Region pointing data
○ ○ ○ ○ ○
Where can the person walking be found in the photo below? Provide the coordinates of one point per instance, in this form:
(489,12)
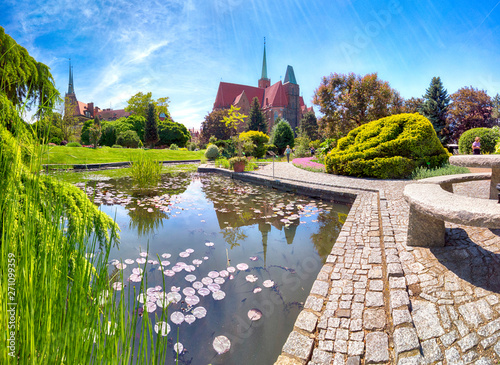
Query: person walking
(287,152)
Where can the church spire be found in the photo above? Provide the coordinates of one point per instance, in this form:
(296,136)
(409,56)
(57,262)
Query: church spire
(264,81)
(71,89)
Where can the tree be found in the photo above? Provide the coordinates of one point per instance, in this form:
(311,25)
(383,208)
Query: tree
(25,81)
(151,127)
(469,108)
(308,126)
(282,135)
(435,106)
(213,126)
(257,120)
(138,104)
(171,132)
(95,132)
(348,101)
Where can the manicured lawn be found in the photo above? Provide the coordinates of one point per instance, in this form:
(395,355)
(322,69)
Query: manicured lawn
(83,155)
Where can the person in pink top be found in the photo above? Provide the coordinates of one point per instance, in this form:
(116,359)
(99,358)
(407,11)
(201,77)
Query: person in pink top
(476,146)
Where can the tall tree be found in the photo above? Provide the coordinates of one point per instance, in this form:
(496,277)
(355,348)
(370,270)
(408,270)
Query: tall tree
(23,80)
(435,107)
(257,120)
(469,108)
(348,101)
(309,126)
(213,126)
(151,127)
(282,135)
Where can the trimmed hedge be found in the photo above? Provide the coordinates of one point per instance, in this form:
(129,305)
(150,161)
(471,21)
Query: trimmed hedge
(388,148)
(488,136)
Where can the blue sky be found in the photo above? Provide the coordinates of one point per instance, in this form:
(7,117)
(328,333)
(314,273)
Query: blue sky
(183,48)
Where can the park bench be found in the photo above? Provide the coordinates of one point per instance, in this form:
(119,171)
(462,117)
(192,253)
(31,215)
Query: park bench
(432,202)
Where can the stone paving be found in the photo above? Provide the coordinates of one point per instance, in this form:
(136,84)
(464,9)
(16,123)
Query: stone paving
(378,301)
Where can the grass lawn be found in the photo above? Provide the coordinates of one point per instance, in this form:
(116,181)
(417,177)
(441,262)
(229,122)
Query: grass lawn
(84,155)
(75,177)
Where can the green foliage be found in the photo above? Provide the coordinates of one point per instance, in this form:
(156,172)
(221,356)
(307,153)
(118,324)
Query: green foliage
(255,143)
(309,126)
(151,128)
(282,135)
(212,152)
(387,148)
(23,80)
(73,144)
(128,139)
(146,172)
(302,146)
(171,132)
(488,136)
(85,136)
(256,120)
(423,172)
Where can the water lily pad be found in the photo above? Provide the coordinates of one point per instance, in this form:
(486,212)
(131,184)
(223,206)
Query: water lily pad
(199,312)
(190,278)
(268,283)
(251,278)
(218,295)
(162,328)
(242,267)
(192,299)
(221,344)
(188,291)
(177,317)
(254,314)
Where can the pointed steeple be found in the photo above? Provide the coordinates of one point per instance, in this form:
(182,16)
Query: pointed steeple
(264,81)
(71,89)
(290,75)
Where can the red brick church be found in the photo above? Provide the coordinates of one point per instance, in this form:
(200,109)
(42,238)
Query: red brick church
(281,99)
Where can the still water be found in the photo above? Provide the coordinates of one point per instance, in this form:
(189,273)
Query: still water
(232,259)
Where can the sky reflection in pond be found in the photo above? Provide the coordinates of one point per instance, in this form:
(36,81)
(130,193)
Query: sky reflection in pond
(232,249)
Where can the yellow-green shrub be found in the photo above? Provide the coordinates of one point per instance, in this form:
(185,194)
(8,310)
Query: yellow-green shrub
(388,148)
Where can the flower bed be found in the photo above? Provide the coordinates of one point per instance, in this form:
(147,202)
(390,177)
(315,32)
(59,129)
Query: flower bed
(308,164)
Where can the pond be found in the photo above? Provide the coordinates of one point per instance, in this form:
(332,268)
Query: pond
(231,259)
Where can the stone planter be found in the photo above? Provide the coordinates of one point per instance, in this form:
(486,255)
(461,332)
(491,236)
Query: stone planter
(239,166)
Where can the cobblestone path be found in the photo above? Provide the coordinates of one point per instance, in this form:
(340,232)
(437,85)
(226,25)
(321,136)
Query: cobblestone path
(377,301)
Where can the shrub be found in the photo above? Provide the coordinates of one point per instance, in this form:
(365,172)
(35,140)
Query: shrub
(128,139)
(212,152)
(258,140)
(489,137)
(282,135)
(55,140)
(390,147)
(73,144)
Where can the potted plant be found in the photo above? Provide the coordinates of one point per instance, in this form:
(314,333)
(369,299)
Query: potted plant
(238,163)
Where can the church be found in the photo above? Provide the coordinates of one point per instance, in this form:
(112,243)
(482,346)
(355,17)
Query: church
(83,111)
(281,99)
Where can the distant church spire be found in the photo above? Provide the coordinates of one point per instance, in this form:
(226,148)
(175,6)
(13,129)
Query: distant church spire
(264,81)
(71,89)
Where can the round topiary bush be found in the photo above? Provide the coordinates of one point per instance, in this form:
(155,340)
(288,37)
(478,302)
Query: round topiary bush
(488,136)
(73,144)
(128,139)
(388,148)
(212,152)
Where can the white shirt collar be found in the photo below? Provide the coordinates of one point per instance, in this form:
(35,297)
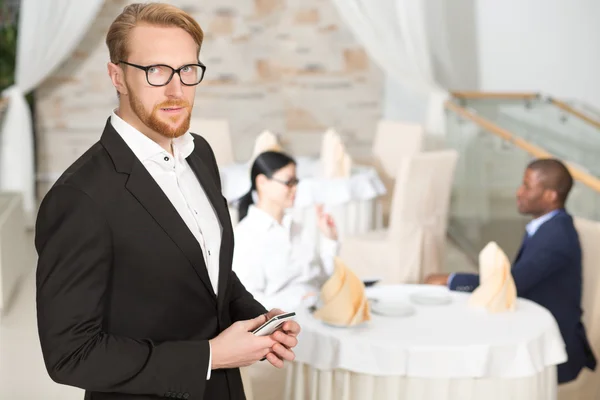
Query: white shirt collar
(535,224)
(145,148)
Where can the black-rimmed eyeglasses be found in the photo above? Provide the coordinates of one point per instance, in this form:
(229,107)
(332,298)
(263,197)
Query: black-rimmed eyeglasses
(161,74)
(289,183)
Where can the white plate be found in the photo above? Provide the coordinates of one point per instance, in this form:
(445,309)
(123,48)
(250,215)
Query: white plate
(392,308)
(371,280)
(431,298)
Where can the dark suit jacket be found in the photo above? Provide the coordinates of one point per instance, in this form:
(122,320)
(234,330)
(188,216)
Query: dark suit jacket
(547,270)
(124,303)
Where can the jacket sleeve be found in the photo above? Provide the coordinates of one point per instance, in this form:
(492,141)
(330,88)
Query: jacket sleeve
(73,241)
(534,267)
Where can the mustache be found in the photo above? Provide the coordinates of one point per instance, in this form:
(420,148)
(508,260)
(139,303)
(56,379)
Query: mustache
(173,104)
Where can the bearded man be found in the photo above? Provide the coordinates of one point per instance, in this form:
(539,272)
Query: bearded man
(136,298)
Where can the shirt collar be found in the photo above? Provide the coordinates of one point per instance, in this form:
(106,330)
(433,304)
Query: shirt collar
(535,224)
(145,148)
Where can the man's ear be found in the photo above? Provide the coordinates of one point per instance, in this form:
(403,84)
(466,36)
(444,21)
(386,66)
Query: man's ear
(551,196)
(117,76)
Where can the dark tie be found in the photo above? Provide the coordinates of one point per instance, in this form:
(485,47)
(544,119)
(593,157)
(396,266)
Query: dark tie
(526,239)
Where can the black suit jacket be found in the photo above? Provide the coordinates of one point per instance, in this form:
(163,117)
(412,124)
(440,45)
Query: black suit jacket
(124,303)
(547,270)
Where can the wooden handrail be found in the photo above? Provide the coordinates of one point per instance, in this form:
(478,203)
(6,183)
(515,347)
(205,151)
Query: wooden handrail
(495,95)
(587,179)
(565,107)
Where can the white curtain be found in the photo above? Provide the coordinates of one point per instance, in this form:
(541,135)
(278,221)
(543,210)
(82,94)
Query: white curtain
(394,33)
(48,33)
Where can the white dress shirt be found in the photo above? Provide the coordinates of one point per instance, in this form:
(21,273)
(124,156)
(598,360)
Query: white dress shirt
(179,183)
(280,263)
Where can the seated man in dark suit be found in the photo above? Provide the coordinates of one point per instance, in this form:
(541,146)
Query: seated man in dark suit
(547,268)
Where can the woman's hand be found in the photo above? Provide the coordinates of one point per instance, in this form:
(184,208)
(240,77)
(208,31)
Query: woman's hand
(326,224)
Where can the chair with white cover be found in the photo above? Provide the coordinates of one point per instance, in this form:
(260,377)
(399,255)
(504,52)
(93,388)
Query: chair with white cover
(393,141)
(587,384)
(413,245)
(216,132)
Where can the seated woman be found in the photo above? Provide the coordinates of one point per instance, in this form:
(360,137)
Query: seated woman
(278,260)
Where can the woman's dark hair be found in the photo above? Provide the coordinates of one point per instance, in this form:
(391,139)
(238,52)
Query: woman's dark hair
(267,164)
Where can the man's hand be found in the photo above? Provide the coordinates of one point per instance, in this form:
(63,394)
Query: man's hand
(285,339)
(238,347)
(437,279)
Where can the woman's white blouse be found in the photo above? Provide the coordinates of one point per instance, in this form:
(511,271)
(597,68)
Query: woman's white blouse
(280,263)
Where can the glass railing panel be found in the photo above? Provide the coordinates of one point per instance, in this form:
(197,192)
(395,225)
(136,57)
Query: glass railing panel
(545,125)
(488,174)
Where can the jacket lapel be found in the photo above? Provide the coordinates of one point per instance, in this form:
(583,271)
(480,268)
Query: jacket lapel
(207,180)
(145,189)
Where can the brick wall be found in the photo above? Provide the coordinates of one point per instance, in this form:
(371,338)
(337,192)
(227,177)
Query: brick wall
(290,66)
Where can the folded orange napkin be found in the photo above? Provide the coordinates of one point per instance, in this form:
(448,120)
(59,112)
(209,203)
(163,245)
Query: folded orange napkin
(343,298)
(496,291)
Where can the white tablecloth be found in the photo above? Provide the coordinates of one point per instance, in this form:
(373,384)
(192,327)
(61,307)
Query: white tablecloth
(352,201)
(436,345)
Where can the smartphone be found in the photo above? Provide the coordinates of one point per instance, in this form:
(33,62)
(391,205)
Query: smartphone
(273,324)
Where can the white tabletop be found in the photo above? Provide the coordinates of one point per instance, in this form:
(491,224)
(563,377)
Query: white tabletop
(451,341)
(363,184)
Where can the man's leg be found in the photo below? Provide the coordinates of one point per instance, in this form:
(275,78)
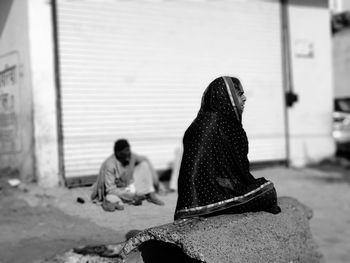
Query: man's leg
(112,202)
(143,181)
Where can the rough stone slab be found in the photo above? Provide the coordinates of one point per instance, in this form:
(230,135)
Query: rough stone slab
(249,237)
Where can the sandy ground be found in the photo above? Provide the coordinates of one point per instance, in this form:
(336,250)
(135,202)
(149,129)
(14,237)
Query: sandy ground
(37,223)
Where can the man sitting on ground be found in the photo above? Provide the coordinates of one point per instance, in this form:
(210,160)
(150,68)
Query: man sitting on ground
(125,177)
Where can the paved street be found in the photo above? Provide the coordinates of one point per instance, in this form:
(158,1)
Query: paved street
(42,222)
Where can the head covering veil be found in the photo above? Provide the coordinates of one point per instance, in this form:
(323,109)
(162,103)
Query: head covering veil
(214,173)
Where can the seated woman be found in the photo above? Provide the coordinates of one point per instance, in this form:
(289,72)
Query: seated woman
(214,174)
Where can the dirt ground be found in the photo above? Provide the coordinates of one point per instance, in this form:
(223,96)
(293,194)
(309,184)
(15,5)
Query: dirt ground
(37,223)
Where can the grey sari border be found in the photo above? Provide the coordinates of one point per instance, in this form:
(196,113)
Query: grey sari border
(235,201)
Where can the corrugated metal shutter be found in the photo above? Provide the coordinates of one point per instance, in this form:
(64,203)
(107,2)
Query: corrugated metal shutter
(137,69)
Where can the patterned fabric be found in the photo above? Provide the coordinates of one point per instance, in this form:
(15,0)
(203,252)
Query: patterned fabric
(214,174)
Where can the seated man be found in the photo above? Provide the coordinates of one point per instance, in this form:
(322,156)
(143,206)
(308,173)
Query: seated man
(125,177)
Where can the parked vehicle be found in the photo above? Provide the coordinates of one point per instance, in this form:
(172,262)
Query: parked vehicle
(341,125)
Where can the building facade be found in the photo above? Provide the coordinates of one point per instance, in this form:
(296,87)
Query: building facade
(94,71)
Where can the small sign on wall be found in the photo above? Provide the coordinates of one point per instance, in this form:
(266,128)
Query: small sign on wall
(304,49)
(10,140)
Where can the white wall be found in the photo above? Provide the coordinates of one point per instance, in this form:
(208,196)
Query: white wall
(16,136)
(310,120)
(341,63)
(44,90)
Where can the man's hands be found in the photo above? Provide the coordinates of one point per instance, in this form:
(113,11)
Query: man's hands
(120,183)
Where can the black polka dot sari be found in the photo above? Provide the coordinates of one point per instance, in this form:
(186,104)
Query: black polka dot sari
(214,175)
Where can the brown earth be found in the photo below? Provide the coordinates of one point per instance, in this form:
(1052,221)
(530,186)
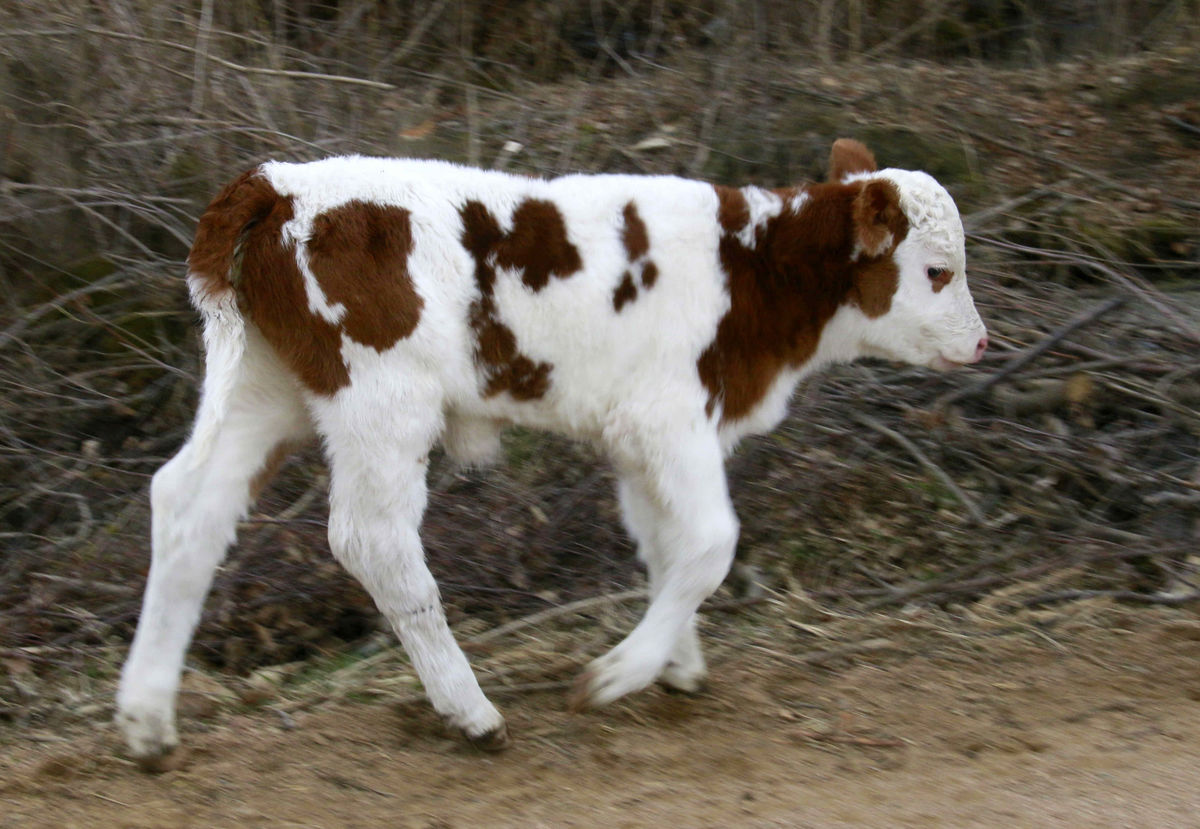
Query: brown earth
(1074,719)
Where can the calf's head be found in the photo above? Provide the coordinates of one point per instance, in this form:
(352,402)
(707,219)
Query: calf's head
(907,240)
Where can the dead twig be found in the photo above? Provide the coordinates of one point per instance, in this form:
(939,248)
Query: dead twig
(553,613)
(1033,352)
(1169,600)
(933,468)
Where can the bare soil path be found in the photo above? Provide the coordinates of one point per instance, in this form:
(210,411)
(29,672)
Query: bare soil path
(1084,726)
○ ○ ○ ○ ○
Exercise
Each line of the entries holding the string "below" should be found and copied.

Reply to the task
Where can the person walking be found in the photo below? Provide the coordinates of one point per instance, in this form:
Where can the white shirt collar be found in the photo below? Provide the coordinates of one point per instance, in this form:
Where can the man's leg be found in the photo below? Provide the coordinates of one point per instance, in this form:
Where can the brown earth be found in the photo below? Provide the coordinates of one point per instance, in this form:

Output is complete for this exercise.